## Sezione di testo

____________________

E' solo Filippo Callipo, imprenditore del tonno e presidente della Confindustria Calabria che ha scritto a Ciampi per denunciare lo strapotere dei clan. E' solo lui e sono soli tutti quegli altri costruttori e commercianti e industriali che ogni giorno versano il «pizzo» o vedono saltare in aria le loro ruspe o i loro stabilimenti, soffocati dal racket, non adeguatamente difesi dalle forze dell'ordine, prigionieri di un «sistema» che li strangola.

E' vero che molti imprenditori se ne sono andati, che hanno lasciato per sempre la Calabria per quella «tassa» imposta dal crimine?
«Chi può, investe altrove. Ma così si uccide il futuro di tutti noi e dei nostri figli. Proprio oggi ho ricevuto una comunicazione nella mia veste di presidente regionale della Confindustria, una lettera che era un annuncio: l'Antonveneta chiuderà dal primo luglio la sua agenzia di Gioia Tauro».

E perché?
«Mi hanno detto che lì hanno ricevuto certe pressioni.. «.

Che tipo di pressioni? Un'estorsione, la richiesta di favorire forse operazioni sporche?
«Non lo so... e poi bisognerebbe chiederlo a loro. Io posso dire soltanto che gli impiegati ogni mattina non vogliono più andare a lavorare in quel posto. E l'agenzia tra meno di un mese chiude per sempre».

____________________

## Compiti assegnati
1. Estragga dall'intervista il passo che va da "E' solo Filippo" a "imposta dal crimine?".
2. Secondo l'intervista, quale agenzia chiuderà dal primo luglio?

## Record di posizionamento dei punti

____________________

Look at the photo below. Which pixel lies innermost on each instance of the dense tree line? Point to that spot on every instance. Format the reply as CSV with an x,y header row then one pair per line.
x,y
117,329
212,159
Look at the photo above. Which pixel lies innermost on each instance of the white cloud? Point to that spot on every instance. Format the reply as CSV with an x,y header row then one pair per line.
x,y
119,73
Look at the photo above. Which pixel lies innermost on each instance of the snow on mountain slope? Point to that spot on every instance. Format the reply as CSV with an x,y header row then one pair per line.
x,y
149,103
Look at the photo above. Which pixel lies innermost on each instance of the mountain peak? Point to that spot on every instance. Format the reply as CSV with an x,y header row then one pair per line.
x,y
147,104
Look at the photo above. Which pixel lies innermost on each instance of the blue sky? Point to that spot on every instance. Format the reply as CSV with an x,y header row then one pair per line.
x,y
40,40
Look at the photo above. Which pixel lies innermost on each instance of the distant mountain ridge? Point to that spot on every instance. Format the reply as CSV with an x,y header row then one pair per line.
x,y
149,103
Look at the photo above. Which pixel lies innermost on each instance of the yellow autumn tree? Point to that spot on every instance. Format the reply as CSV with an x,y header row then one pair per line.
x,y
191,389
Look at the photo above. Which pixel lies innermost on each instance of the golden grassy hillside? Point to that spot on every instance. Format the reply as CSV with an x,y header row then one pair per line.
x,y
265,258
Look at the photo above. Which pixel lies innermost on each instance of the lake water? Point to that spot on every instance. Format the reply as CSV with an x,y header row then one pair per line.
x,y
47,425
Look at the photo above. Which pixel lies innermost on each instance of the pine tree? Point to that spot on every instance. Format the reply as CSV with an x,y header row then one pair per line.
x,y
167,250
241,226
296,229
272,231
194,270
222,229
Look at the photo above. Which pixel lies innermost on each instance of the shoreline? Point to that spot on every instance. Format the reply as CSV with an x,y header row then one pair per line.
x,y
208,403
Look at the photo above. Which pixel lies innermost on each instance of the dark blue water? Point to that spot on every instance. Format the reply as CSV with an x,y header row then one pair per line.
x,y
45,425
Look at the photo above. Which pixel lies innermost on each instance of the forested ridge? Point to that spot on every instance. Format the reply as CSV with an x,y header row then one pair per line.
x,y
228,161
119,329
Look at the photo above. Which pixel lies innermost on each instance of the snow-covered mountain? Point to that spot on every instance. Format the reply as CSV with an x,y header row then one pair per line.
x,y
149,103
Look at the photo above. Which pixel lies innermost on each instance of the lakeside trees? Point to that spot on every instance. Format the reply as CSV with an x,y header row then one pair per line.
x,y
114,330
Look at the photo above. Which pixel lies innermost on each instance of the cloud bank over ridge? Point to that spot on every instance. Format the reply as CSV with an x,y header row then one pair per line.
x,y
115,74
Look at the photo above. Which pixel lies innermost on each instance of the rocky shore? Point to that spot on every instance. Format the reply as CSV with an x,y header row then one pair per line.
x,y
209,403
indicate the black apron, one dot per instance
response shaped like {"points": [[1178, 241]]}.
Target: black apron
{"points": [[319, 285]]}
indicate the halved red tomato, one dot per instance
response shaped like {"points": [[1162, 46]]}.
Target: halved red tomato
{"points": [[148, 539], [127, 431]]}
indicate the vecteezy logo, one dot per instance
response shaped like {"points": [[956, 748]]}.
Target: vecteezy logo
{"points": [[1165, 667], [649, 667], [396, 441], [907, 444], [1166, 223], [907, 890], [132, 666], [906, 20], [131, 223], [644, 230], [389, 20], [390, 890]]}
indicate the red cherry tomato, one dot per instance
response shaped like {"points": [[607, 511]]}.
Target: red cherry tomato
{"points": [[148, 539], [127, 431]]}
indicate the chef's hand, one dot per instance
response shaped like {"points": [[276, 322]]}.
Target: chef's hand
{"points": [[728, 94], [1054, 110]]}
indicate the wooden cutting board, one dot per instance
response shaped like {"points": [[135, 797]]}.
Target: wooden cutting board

____________________

## Risultati per compito
1.
E' solo Filippo Callipo, imprenditore del tonno e presidente della Confindustria Calabria che ha scritto a Ciampi per denunciare lo strapotere dei clan. E' solo lui e sono soli tutti quegli altri costruttori e commercianti e industriali che ogni giorno versano il «pizzo» o vedono saltare in aria le loro ruspe o i loro stabilimenti, soffocati dal racket, non adeguatamente difesi dalle forze dell'ordine, prigionieri di un «sistema» che li strangola.

E' vero che molti imprenditori se ne sono andati, che hanno lasciato per sempre la Calabria per quella «tassa» imposta dal crimine?

2. L'agenzia di Gioia Tauro dell'Antonveneta.